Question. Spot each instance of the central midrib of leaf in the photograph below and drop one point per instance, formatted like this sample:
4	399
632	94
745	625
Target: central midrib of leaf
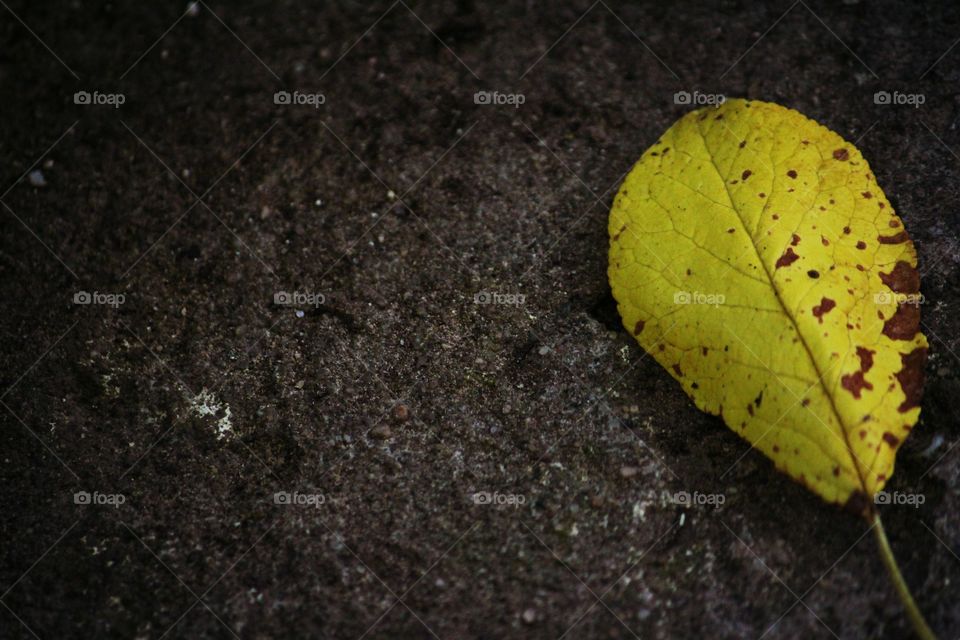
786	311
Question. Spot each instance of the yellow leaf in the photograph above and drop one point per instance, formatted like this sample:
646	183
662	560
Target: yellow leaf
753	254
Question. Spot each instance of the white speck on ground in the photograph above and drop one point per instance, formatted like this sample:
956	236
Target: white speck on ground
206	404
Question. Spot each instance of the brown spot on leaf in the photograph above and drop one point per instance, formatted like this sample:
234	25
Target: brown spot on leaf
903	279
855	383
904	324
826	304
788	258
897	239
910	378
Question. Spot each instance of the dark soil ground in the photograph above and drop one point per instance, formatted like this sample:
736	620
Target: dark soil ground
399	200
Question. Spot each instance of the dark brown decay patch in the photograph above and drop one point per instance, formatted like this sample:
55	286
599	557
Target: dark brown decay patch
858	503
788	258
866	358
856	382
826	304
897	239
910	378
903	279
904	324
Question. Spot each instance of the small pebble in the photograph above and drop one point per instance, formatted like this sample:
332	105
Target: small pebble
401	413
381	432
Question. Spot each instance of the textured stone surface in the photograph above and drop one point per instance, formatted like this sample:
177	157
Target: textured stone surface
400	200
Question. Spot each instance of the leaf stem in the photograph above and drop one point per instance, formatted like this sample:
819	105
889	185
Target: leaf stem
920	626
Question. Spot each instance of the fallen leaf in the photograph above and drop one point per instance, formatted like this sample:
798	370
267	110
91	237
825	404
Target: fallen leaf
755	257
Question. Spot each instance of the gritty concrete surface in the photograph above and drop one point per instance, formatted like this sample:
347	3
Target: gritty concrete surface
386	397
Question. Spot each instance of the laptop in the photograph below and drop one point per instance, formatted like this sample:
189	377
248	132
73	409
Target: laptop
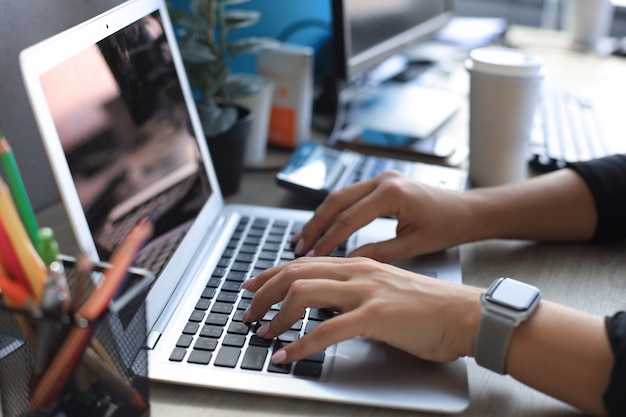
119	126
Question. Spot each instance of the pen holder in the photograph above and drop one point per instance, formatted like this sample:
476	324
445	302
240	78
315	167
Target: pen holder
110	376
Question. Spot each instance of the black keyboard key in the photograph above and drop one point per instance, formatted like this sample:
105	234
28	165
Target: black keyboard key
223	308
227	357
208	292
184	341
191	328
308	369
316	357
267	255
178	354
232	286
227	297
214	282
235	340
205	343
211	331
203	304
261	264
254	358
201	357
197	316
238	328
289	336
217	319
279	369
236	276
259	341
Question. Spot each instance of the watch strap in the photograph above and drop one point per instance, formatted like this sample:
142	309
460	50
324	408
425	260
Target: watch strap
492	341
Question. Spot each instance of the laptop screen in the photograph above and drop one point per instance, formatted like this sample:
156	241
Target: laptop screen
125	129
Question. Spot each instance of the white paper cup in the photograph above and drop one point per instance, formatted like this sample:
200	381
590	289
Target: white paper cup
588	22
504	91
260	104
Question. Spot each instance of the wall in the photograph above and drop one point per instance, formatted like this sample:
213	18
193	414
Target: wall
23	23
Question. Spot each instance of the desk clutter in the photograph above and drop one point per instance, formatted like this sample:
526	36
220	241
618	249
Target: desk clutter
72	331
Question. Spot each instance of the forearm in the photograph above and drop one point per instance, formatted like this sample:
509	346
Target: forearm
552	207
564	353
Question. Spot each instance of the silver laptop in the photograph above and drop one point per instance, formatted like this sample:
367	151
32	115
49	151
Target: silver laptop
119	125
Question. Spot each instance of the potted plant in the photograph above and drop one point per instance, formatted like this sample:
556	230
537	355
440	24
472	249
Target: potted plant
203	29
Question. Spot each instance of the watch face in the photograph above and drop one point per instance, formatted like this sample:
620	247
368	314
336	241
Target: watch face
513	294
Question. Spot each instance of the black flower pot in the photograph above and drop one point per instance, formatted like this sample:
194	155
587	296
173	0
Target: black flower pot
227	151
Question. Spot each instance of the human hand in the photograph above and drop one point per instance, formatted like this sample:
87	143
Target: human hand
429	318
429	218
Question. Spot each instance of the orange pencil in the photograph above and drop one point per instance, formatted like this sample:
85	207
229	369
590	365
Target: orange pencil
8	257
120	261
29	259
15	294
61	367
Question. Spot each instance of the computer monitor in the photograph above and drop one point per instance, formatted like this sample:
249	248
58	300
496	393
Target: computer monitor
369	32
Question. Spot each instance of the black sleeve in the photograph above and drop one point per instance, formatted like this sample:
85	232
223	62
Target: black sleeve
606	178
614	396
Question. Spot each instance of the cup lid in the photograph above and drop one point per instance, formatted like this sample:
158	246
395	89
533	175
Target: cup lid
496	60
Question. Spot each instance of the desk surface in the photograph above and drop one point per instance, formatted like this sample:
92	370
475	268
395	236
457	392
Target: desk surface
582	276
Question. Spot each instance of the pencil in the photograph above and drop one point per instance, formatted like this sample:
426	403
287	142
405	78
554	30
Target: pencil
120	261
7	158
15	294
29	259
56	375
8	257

◇ ◇ ◇ ◇

▶ [Exercise brief]: Quote each line of the listing exactly, but leave the pictures out.

▶ [Output for this exercise]:
Question. Spot each instance of the central midrib of leaf in the photograph below and drop one point per instance, formatted like this sample:
4	399
632	94
745	625
Target: central midrib of leaf
786	311
Question. Spot each instance of the yellow leaf in the photograph above and drop one point per instance, formatted like this sample:
646	183
662	560
Target: yellow leaf
753	254
Question. Spot each instance of the white speck on ground in the photograph above and drop one point per instance, formatted like this sample:
956	236
Target: white speck on ground
206	404
Question. Spot each instance of the brown spot on leaf in the photograph above and drop one point per instance, formatted like this sample:
234	25
Target: brown spot on leaf
903	279
855	383
904	324
826	304
788	258
897	239
910	378
Question. Spot each instance of the dark soil ground in the photograph above and drop one point per instance, formatted like this sample:
736	620
Target: dark soil ground
399	200
Question. Spot each instance of the dark brown decay patch in the photograph above and drop one point per instance, formatted like this sample:
55	286
599	557
Target: dark brown decay patch
858	503
788	258
866	358
856	382
826	304
897	239
910	378
903	279
904	324
Question. Spot each instance of the small pebble in the photograph above and drop one point per instance, formatted like this sample:
332	105
Target: small pebble
401	413
381	432
Question. Spot each instance of the textured stone surface in the photograph above and drop one point per instance, formatted like this sample:
177	157
Target: textured stone surface
400	200
Question. Spot each instance of the leaf stem in the photograph above and drop one point per instance, formatted like this sample:
819	105
889	185
Target: leaf stem
920	626
Question. Spot each instance of the fallen leaf in the photograph above and drop one point per instance, formatted like this sample:
798	370
267	110
91	237
825	404
Target: fallen leaf
755	257
Question. Spot each instance of the gritty concrete surface in the photograph above and drop one point per instance, formatted like this sample:
347	3
Target: gritty concrete surface
386	397
Question. Spot each instance of the laptop in the photograph below and drop one point per instance, formatted like this sample:
189	377
248	132
73	409
Target: laptop
119	126
Question. Spot each instance of the pen holder in the photograph above and drop one point per instance, formatted like this sample:
476	324
445	302
240	78
315	167
Target: pen holder
110	376
Question. Spot each instance of the black keyboard key in the photograph above and drop one point per instance, formatted like this sample:
105	234
28	165
Target: black keyboard key
223	308
227	357
208	292
184	341
191	328
308	369
316	357
267	255
178	354
232	286
227	297
214	282
235	340
205	343
211	331
203	304
261	264
254	358
201	357
197	316
238	328
289	336
217	319
279	369
236	276
259	341
Question. Spot each instance of the watch strap in the photograph above and drop one point per instance, formatted like this sample:
142	309
460	50
324	408
425	260
Target: watch strap
492	341
Question. Spot each instance of the laptop screen in the photograph above and drop one point per instance, formatted like this sample:
156	241
Target: laptop screen
125	129
Question. Spot each instance of the white paper cup in the photograph above and drop one point per instance, formatted like this sample:
200	381
590	289
Target: white paper cup
588	22
504	91
260	104
Question. Spot each instance of the wall in the photograph above and drop one point per instance, formatted like this sample:
213	18
193	414
Target: wall
23	23
Question. Spot each instance of the desk clutter in the photograph above and drop one point per instance, formatted like this sample:
526	36
220	241
618	249
Target: desk clutter
72	331
Question. Spot each instance of the forearm in the photograph above and drop one point per instance, formatted like this sample:
509	346
Target: forearm
552	207
564	353
Question. Spot each instance of the silver laptop in the photograph above and drop one point per instance, formatted like this sample:
367	151
32	115
49	151
Target: silver laptop
119	125
Question. Spot each instance of the potted plant in the photograph above and drop one point per instance, formatted like this sample:
556	230
537	355
440	24
472	249
Target: potted plant
203	29
Question. Spot each instance of the watch face in the photograph above and drop one point per instance, formatted like this sample:
620	247
368	314
336	241
Target: watch face
513	294
Question. Spot each instance of the black flower pot in the photograph above and drop one point per instance, formatted like this sample:
194	155
587	296
173	0
Target: black flower pot
227	151
Question. Spot each instance of the human hand in the photograph above and drop one point per instance, formatted like this sample:
87	143
Target: human hand
429	318
429	218
Question. Spot each instance of the orange pencil in the photograph above and drop one point per instance, formatted like this sample:
85	207
229	369
590	365
Target: orange pencil
8	257
120	261
29	259
15	294
61	367
Question. Spot each instance of the computer monitor in the photograph above and drop one point per instance, formatted like this sample:
249	248
58	300
496	393
Target: computer monitor
369	32
Question. Spot each instance of the black sleeve in the photograph above and drop one point per instance, formatted like this sample:
85	232
223	62
Target: black sleeve
606	178
614	396
Question. Spot each instance of the cup lid in the photograph above and drop one point per instance, formatted like this sample:
158	246
395	89
533	175
Target: cup lid
496	60
Question. Spot each instance of the desk surface in the photograph above and drop one point per instance, formatted like this sample:
92	370
475	268
395	236
457	392
Target: desk surface
582	276
Question. Spot each instance of the pencil in the photograph above and drop one point per instance, formatted like this sample:
426	403
287	142
405	78
554	30
Target: pencil
120	261
7	158
15	294
29	259
56	375
8	257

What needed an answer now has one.